**** Selected excerpt

Monolithic Power Systems (MPWR) Q1 FY2022 Highlights:

  • Revenue: $377.7 million vs analyst estimates of $360.4 million (4.8% beat)
  • EPS (non-GAAP): $2.45 vs analyst estimates of $2.26 (8.58% beat)
  • Revenue guidance for Q2 2022 is $430 million at the midpoint, above analyst estimates of $378.5 million
  • Inventory Days Outstanding: 178, up from 166 previous quarter
  • Gross Margin (GAAP): 57.9%, up from 55.4% same quarter last year

Founded in 1997 by its longtime CEO Michael Hsing, Monolithic Power Systems (NASDAQ: MPWR) is an analog and mixed signal chipmaker that specializes in power management chips meant to minimize total energy consumption.

Monolithic Power Systems’ peers and competitors include Analog Devices (NASDAQ:ADI), Texas Instruments (NASDAQ:TXN), Skyworks (NASDAQ:SWKS), Infineon (XTRA:IFX), NXP Semiconductors NV (NASDAQ:NXPI), ON Semi (NASDAQ:ON), Marvell Technology (NASDAQ:MRVL), and Microchip (NASDAQ:MCHP).

Analog Semiconductors

Longer manufacturing duration allows analog chip makers to generate greater efficiencies, leading to structurally higher gross margins than their fabless digital peers. The downside of vertical integration is that cyclicality can be more pronounced for analog chipmakers, as capacity utilization upsides work in reverse during down periods. Read More The semiconductor industry is broadly divided into analog and digital semiconductors. Digital chips are what most people think of as the brains of almost every electronic device. Their primary purpose is to either store (memory chips) or process (CPUs/GPUs) data. By comparison, analog chips regulate real world signals, such as temperature, speed, sound, or electrical current, converting them into a stream of digital data that can be processed by digital semiconductors. Analog semiconductors are also used to manage power in any electronic device; they convert, store and distribute the electrical energy that comes from a battery or wall plug. Analog chips are found everywhere from household appliances like refrigerators or washing machines, to smartphones, cars and factory production lines.

Sales Growth

Monolithic Power Systems's revenue growth over the last three years has been very strong, averaging 32% annually. And as you can see below, last year has been especially strong, with quarterly revenue growing from $254.4 million to $377.7 million. Semiconductors are a cyclical industry and long-term investors should be prepared for periods of high growth, followed by periods of revenue contractions (which can sometimes offer opportune times to buy).

Monolithic Power Systems Total Revenue

This was a great quarter for Monolithic Power Systems with 48.4% revenue growth, beating analyst estimates by 4.8%.

Monolithic Power Systems believes the growth is set to continue, and is guiding for revenue to grow 46.5% YoY next quarter, and Wall St analysts are estimating growth 19.2% over the next twelve months.

Product Demand & Outstanding Inventory

Days Inventory Outstanding (DIO) are an important metric for chipmakers, as it reflects the capital intensity of the business and the cyclical nature of semiconductor supply and demand. In a tight supply environment, inventories tend to be stable, allowing chipmakers to exert pricing power. Steadily increasing DIO can be a warning sign that demand is weak, and if inventories continue to rise the company may have to downsize production.

Monolithic Power Systems Inventory Days Outstanding

This quarter, Monolithic Power Systems’s inventory days came in at 178, 16 days above the five year average, suggesting that that inventory has grown to higher levels than what we used to see in the past.

Pricing Power

Monolithic Power Systems's gross profit margin, how much the company gets to keep after paying the costs of manufacturing its products, came in at 57.9% in Q1, up 2.5 percentage points year on year.

********
**** Dataset excerpts

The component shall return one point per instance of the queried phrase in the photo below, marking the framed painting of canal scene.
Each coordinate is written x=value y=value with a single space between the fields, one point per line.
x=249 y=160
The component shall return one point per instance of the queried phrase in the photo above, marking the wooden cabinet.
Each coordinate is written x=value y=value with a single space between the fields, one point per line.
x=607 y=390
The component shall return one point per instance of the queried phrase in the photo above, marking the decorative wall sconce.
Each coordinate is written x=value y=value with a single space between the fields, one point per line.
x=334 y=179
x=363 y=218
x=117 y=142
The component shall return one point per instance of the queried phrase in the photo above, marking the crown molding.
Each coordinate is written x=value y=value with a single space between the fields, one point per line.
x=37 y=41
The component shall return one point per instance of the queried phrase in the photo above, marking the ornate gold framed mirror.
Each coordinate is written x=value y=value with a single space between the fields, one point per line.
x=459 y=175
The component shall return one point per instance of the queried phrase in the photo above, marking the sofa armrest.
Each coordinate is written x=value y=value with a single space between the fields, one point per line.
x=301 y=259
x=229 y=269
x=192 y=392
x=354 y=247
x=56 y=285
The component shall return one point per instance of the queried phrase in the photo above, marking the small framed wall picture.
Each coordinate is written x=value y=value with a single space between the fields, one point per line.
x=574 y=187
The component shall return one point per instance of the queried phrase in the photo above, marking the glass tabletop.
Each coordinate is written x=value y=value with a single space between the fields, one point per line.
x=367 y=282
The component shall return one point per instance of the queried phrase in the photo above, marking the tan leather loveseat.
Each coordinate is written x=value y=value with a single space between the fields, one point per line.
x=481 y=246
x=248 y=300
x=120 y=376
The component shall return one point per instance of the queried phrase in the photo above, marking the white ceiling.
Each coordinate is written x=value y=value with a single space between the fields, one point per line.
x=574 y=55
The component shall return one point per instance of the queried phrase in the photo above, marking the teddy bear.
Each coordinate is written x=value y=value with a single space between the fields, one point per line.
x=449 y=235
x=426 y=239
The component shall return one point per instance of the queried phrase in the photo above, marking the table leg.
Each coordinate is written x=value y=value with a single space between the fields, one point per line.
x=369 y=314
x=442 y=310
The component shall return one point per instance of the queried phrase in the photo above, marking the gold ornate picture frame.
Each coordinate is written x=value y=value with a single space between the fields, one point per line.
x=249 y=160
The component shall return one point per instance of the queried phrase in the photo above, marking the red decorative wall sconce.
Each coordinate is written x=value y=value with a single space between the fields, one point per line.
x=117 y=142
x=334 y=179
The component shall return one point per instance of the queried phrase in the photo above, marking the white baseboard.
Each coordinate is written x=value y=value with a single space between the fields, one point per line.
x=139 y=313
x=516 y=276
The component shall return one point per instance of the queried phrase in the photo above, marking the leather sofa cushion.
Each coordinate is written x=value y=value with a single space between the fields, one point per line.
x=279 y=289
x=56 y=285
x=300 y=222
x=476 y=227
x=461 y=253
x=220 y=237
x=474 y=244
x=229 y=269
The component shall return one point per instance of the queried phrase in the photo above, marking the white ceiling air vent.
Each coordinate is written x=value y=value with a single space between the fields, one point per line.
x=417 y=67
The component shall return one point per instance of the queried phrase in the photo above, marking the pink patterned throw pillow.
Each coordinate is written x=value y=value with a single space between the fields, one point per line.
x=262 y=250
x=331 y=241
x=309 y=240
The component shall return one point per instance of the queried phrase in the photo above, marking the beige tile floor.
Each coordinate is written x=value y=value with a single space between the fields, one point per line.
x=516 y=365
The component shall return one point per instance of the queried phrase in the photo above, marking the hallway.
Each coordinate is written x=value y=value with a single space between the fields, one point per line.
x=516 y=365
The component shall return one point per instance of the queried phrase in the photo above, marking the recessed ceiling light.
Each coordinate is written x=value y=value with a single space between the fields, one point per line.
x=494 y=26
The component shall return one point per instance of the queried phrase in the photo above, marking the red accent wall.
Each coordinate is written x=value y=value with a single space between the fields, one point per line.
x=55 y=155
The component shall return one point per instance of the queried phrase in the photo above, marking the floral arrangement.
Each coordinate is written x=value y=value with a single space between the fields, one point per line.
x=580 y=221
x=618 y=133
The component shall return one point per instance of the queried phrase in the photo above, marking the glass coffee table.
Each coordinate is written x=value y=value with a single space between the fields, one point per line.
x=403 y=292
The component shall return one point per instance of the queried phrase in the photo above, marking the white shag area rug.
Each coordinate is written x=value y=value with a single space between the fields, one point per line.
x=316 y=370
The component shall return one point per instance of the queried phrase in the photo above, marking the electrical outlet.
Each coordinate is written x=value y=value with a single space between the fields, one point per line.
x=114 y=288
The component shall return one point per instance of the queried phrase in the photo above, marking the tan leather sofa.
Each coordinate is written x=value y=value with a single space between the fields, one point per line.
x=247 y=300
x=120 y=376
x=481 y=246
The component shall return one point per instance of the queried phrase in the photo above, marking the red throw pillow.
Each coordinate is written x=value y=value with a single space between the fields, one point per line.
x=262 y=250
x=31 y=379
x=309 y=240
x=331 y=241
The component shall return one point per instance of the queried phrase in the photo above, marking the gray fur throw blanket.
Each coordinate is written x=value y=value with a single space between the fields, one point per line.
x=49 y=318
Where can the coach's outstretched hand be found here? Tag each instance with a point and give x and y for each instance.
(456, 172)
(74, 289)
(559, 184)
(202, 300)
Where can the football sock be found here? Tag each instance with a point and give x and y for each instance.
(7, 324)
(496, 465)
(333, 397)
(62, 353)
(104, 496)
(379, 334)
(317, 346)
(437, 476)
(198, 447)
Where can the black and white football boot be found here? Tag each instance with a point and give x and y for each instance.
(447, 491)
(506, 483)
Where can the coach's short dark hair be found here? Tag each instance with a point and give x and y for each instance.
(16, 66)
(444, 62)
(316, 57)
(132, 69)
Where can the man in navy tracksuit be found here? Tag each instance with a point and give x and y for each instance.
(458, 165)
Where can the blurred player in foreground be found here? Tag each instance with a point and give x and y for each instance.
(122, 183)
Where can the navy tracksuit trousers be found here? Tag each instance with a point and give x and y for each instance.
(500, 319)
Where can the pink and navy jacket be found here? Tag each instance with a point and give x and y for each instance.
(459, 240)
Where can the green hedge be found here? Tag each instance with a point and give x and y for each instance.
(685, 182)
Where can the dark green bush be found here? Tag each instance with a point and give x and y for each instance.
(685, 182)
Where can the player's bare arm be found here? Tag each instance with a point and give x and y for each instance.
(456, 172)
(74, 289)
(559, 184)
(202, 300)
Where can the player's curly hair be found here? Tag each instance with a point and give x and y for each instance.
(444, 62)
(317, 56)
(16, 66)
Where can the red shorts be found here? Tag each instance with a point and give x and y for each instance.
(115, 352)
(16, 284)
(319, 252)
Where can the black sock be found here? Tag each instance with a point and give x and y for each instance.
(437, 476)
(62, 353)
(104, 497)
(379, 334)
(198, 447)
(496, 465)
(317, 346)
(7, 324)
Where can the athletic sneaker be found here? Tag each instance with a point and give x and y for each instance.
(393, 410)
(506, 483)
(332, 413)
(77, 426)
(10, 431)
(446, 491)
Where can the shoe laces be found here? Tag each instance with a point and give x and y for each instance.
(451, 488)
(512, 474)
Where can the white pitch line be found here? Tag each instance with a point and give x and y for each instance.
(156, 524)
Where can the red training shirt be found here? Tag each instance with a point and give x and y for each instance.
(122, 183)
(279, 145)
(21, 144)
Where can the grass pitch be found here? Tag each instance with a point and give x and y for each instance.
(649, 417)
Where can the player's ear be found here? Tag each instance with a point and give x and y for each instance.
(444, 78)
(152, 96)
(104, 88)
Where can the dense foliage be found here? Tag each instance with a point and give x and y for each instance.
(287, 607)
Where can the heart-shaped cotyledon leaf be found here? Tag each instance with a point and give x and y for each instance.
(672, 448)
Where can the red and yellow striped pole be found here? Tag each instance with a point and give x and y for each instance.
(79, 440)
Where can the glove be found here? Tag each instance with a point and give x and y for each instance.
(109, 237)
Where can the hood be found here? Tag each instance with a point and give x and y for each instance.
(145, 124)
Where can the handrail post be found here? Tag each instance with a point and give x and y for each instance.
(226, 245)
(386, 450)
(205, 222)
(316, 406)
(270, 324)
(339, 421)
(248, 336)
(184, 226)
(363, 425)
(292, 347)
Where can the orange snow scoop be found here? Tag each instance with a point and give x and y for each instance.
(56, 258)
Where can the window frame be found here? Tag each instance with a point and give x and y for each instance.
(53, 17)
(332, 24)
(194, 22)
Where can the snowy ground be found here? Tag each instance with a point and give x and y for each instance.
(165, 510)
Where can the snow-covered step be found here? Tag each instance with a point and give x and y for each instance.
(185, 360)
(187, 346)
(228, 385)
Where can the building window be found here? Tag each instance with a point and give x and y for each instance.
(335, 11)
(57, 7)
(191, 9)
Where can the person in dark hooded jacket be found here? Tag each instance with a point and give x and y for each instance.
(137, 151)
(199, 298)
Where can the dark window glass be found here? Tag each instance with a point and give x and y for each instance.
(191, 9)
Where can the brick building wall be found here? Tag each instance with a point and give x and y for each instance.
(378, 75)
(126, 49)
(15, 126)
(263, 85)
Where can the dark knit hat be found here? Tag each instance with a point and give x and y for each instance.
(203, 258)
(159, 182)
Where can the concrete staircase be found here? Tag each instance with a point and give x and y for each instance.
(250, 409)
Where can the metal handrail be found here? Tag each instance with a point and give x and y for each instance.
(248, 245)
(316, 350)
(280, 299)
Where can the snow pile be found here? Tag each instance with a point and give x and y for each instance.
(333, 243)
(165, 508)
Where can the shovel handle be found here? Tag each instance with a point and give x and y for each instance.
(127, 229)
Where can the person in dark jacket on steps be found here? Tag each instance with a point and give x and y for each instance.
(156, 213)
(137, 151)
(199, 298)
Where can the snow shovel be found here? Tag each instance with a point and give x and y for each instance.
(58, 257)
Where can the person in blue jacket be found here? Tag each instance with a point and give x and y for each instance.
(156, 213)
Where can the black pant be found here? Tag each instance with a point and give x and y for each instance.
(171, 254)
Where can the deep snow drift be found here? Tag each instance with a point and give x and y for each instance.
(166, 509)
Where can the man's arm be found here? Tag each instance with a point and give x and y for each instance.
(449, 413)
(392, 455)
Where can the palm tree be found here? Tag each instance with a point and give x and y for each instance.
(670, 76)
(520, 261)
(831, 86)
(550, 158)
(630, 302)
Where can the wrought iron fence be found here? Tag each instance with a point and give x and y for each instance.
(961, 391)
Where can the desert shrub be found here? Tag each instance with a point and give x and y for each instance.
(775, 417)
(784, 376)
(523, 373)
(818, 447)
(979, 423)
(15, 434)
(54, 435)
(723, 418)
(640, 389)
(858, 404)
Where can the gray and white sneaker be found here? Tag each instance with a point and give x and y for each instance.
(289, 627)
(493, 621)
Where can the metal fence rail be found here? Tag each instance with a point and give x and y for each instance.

********

*Exercises to complete*
**1)** Reproduce the passage of the earnings summary between "Days Inventory Outstanding" and "in the past.", inclusive, swapping "chipmakers" for "semiconductor companies".
**2)** Locate every row that contains the string "building", matching case exactly, and copy each such row in full.

*Outputs*
**1)**
Days Inventory Outstanding (DIO) are an important metric for semiconductor companies, as it reflects the capital intensity of the business and the cyclical nature of semiconductor supply and demand. In a tight supply environment, inventories tend to be stable, allowing semiconductor companies to exert pricing power. Steadily increasing DIO can be a warning sign that demand is weak, and if inventories continue to rise the company may have to downsize production.

Monolithic Power Systems Inventory Days Outstanding

This quarter, Monolithic Power Systems’s inventory days came in at 178, 16 days above the five year average, suggesting that that inventory has grown to higher levels than what we used to see in the past.

**2)**
Where can the building window be found here? Tag each instance with a point and give x and y for each instance.
Where can the brick building wall be found here? Tag each instance with a point and give x and y for each instance.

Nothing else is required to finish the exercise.